#### Reading passage

----

Mr. Romantic: A woman can truly appreciate a man
who can maintain a certain degree of romance
throughout a relationship. That’s not to say that
passion doesn’t play its part, but a romantic
gesture or two can greatly increase the degree of
passion a woman feels for a man. So in romancing
her you demonstrate your appreciation of her. Her
response will reflect her appreciation of your
effort. Now this generalization is geared toward
serious, mature relationships as less evolved
relationships may evoke varying responses. The
offer of a romantic gesture should speak to the
length and depth of the relationship. In a newer
relationship flowers and cards would be
appropriate. In a more established one, jewelry or
a private getaway might be more suitable.


Mr. Right: A man who fosters a sense of stability,
security and reliability is a man much desired. No
matter how successful, independent or ambitious a
woman may be, she still wants to feel as though her
significant other can and will take care of her.
Independent of a woman’s circumstance, she wants
to be swept off of her feet. She wants to feel the
assurance that she’s in an environment where she
can let her guard down and be fragile and
vulnerable. It’s important in a relationship that a
woman has confidence in her counterpart’s ability
to take the lead. The role each person plays in a
relationship is dependant upon the manner in
which the relationship was initiated. Now how those
roles develop is greatly dependant upon how a man
defines his role at the outset of the relationship
and his ability to maintain a degree of consistency
throughout it.


The Games People Play: Women who engage in
gamesmanship are simply immature. This has less to
do with age and more to do with her level of
emotional and psychological development. Once
you’ve spotted this type of behavior, don’t second
guess yourself. Move away from it, discontinue the
relationship, and keep it moving. Women who play
games can damage much more than a man’s pride.

----

#### What is expected
Repeat the passage on dating advice word for word, from "Independent of a" up to and including "throughout it.".

#### Given entries
----

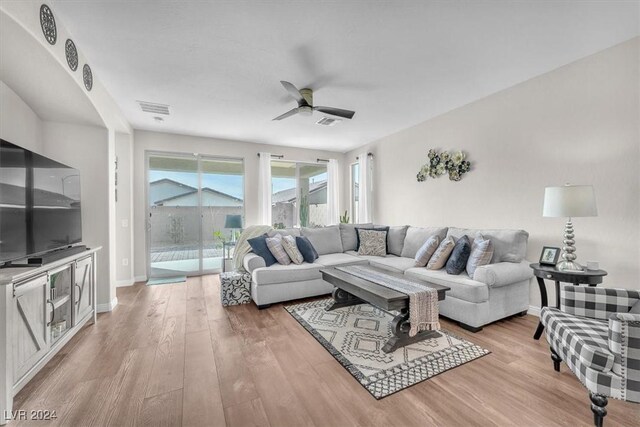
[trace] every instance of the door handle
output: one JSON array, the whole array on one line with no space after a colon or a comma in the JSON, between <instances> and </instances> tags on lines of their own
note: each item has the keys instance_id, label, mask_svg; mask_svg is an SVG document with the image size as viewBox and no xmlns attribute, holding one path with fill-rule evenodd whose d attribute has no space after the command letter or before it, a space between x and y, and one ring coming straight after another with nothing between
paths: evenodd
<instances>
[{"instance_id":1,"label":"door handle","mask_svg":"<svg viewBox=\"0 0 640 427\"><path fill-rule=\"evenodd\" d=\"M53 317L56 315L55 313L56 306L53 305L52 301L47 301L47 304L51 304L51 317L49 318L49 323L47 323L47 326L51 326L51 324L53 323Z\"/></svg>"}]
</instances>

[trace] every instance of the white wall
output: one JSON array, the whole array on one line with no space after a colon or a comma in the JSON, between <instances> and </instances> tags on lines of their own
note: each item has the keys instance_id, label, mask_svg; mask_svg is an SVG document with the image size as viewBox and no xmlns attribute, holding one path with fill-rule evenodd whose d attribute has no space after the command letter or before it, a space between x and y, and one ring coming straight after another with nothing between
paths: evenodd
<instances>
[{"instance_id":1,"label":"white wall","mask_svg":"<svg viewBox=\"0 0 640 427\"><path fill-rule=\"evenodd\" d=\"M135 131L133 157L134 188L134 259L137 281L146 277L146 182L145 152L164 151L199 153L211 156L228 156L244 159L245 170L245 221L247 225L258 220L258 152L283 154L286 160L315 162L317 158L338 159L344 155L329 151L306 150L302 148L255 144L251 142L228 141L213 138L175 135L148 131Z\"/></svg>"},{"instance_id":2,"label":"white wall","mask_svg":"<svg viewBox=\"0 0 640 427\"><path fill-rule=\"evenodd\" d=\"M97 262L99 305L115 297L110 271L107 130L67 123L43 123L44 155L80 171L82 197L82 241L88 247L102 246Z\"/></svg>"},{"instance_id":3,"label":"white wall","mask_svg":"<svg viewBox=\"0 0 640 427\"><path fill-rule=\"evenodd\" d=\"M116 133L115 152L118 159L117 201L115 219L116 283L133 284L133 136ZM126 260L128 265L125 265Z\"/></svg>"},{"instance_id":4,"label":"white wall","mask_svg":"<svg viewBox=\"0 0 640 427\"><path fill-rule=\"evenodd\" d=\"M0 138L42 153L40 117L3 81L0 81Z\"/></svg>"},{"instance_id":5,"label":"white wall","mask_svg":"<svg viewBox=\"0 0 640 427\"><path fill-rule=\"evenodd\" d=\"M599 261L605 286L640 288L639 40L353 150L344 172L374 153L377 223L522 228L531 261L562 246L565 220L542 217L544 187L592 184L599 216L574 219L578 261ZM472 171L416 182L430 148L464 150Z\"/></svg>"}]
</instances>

----

#### Response to the task
Independent of a woman’s circumstance, she wants
to be swept off of her feet. She wants to feel the
assurance that she’s in an environment where she
can let her guard down and be fragile and
vulnerable. It’s important in a relationship that a
woman has confidence in her counterpart’s ability
to take the lead. The role each person plays in a
relationship is dependant upon the manner in
which the relationship was initiated. Now how those
roles develop is greatly dependant upon how a man
defines his role at the outset of the relationship
and his ability to maintain a degree of consistency
throughout it.